Core Concepts Behind Clinical Judgment in Nursing

Besides its four phases, Tanner’s model highlights several other important ideas that help nurses deepen their clinical judgment:

  • Judgment depends on what nurses bring to the situation. Tanner’s original research (linked above) found that clinical judgments are often influenced by the nurse’s knowledge, experience, expectations, and relationship with the patient rather than by objective data alone.
  • Knowing the patient matters. Familiarity with a patient’s normal patterns and concerns supports better noticing and interpretation.
  • Context shapes judgment. The environment, unit culture, and situation dynamics affect clinical reasoning.
  • Nurses use multiple reasoning strategies. Depending on the context, nurses may reason analytically, use intuition, or apply pattern recognition — often blending these approaches as situations unfold.

● Data to examine:
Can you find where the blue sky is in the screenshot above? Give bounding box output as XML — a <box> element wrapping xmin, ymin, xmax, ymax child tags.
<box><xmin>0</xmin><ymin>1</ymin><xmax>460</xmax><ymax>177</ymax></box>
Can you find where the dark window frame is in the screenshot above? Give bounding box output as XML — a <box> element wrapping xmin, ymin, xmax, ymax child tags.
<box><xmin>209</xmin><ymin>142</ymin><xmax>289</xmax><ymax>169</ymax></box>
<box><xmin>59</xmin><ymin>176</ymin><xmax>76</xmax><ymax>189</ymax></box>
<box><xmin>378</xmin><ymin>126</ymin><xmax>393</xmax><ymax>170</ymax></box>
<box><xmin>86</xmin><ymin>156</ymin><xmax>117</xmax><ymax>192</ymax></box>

● About this task:
Reproduce the entire text on clinical judgment in nursing word for word. Rely on the text alone, not on the material.

● Solution:
Core Concepts Behind Clinical Judgment in Nursing

Besides its four phases, Tanner’s model highlights several other important ideas that help nurses deepen their clinical judgment:

  • Judgment depends on what nurses bring to the situation. Tanner’s original research (linked above) found that clinical judgments are often influenced by the nurse’s knowledge, experience, expectations, and relationship with the patient rather than by objective data alone.
  • Knowing the patient matters. Familiarity with a patient’s normal patterns and concerns supports better noticing and interpretation.
  • Context shapes judgment. The environment, unit culture, and situation dynamics affect clinical reasoning.
  • Nurses use multiple reasoning strategies. Depending on the context, nurses may reason analytically, use intuition, or apply pattern recognition — often blending these approaches as situations unfold.